# Explore the material:
1. Please list every symbol that the Bayesian reasoning assignment defines, giving what each one stands for.
2. Pick up the Bayesian reasoning assignment after its last sentence and write what comes next.

# Passage for review:

>>>>>

Assigment 1
EECS 4404/5327
The assignment is due on Thursday, February 8, before 10:30am (before class).
1. Bayesian Reasoning I
Consider a test which detects if a person has a disease. Let R denote the outcome of the test on a person, D denote whether the person actually has the disease and θ be the likelihood that the test gives the correct result. That is, the probability that it reports that someone has the disease (R = 1) when they actually do (D = 1), is θ, and the probability that it reports that someone doesnt have the disease when they don’t is θ. Formally:
p(R = 1|D = 1) = p(R = 0|D = 0) = θ
Finally, an α-fraction of the population actually has this disease, that is, the prior
probability of a person having this disease is p(D) = α.
(a) A patient goes to the doctor, has the test performed and it comes back positive. Derive the posterior probability that the person actually has the disease, and simplify it in terms of θ and α.

<<<<<

# Records shown:
>>>>>

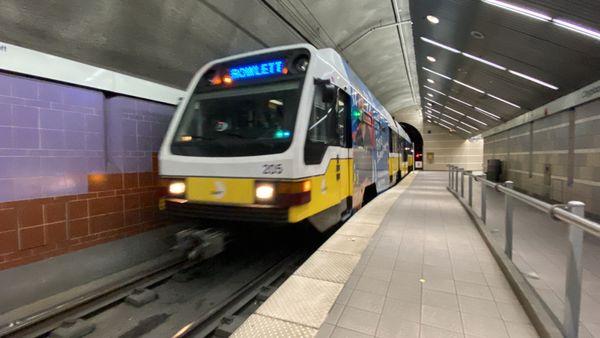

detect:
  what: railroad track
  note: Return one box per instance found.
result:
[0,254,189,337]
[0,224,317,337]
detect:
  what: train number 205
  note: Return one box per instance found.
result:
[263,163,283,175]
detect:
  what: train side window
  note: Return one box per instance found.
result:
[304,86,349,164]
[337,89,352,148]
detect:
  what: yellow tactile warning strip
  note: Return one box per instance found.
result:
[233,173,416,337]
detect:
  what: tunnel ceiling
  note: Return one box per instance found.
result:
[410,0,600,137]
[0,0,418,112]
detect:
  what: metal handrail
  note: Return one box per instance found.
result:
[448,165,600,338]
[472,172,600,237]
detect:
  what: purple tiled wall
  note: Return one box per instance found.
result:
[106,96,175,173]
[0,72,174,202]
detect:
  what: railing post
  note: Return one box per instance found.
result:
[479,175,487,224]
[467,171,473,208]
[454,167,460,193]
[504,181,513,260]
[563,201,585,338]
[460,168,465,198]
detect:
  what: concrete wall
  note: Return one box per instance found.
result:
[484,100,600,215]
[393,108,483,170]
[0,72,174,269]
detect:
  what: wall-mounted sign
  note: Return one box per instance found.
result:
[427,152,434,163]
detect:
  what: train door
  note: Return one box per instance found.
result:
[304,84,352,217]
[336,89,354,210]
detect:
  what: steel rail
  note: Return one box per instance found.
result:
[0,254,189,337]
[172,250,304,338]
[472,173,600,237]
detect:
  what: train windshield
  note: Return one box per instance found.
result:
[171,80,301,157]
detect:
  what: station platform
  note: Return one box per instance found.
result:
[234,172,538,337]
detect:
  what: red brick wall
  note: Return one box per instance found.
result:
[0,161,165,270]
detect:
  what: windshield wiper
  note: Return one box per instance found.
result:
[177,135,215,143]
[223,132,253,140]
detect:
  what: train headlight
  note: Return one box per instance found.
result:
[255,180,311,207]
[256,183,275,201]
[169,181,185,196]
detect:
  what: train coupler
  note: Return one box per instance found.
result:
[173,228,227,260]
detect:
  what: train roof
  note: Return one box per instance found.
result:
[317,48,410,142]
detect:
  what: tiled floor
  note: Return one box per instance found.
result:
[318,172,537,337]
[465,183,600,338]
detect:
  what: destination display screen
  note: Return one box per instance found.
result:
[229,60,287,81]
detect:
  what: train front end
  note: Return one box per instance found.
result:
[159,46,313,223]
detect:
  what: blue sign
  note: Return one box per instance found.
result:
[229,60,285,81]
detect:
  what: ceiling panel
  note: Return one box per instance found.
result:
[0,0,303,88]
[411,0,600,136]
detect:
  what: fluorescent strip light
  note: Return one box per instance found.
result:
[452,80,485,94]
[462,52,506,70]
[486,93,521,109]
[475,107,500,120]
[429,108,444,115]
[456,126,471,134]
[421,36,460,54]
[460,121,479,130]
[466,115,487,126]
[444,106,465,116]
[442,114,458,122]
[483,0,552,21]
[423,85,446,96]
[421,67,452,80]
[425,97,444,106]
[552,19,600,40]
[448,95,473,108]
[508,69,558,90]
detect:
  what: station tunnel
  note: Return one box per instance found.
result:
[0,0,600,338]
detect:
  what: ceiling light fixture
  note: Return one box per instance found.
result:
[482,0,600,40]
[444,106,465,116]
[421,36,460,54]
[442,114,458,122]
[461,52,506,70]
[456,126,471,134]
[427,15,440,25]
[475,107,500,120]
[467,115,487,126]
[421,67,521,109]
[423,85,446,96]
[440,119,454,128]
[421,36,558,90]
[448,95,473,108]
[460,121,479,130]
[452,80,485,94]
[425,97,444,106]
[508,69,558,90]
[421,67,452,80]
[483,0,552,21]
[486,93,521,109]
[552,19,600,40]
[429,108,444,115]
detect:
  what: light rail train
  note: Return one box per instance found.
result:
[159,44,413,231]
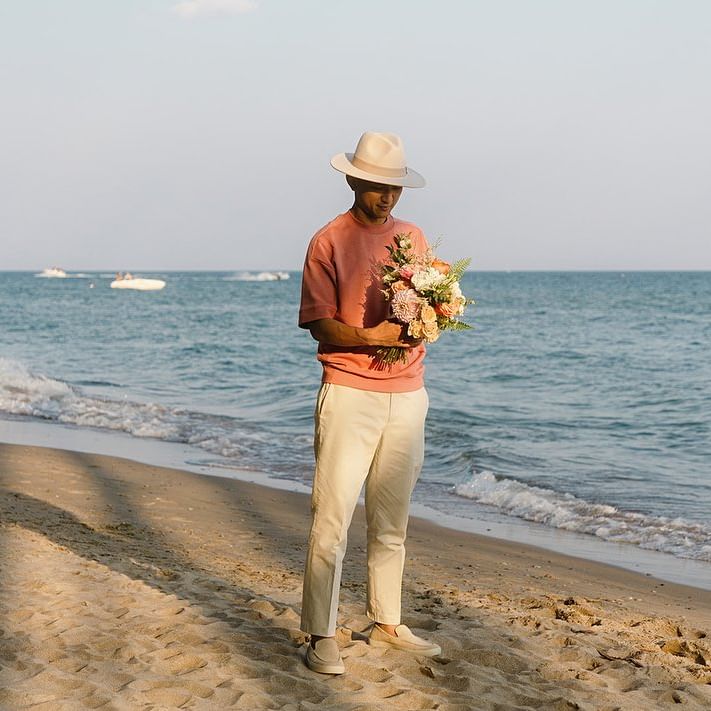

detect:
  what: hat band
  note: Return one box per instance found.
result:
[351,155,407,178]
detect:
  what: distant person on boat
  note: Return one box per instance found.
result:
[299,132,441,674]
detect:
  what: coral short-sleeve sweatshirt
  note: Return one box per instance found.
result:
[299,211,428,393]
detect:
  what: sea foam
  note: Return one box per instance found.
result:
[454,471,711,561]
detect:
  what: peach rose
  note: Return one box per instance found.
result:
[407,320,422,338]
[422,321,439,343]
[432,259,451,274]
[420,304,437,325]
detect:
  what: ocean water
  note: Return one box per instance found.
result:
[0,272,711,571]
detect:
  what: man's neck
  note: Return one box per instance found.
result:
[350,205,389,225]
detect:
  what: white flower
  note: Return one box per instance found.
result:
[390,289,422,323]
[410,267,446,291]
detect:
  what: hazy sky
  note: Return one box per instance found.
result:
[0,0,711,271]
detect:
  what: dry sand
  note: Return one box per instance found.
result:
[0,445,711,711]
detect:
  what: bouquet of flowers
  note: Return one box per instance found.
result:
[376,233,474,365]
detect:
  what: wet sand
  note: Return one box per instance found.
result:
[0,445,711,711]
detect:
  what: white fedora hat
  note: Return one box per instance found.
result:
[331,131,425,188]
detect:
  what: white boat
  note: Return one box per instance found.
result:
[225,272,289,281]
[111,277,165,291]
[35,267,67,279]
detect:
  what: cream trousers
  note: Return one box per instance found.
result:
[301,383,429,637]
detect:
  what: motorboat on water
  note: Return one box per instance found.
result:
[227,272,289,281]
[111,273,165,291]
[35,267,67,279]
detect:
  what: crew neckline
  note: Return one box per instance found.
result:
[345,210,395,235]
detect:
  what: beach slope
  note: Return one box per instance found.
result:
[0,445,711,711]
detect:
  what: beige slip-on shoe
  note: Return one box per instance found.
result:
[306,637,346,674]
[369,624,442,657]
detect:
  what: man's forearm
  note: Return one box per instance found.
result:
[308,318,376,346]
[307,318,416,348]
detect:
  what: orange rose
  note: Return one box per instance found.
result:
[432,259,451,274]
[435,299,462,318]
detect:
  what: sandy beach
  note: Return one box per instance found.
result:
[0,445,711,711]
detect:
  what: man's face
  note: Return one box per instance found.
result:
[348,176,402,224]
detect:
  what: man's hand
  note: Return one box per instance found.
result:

<<<<<

# Task answers:
1.
R: the outcome of the test on a person
D: whether the person actually has the disease
θ: the likelihood that the test gives the correct result
α: the fraction of the population that actually has the disease, which is the prior probability p(D)

2.
(b) After the results of the first test come back positive, the doctor runs it a second time. This time it comes back negative. Derive the posterior probability that the person actually has the disease after this second round of testing and simplify in terms of θ and α.
(c) Suppose θ = .99 and α = 0.001. Suppose 1000 patients get tested, and they are all negative. On average, how many of these patients actually have the disease? I.E., what is the expected number of false negatives?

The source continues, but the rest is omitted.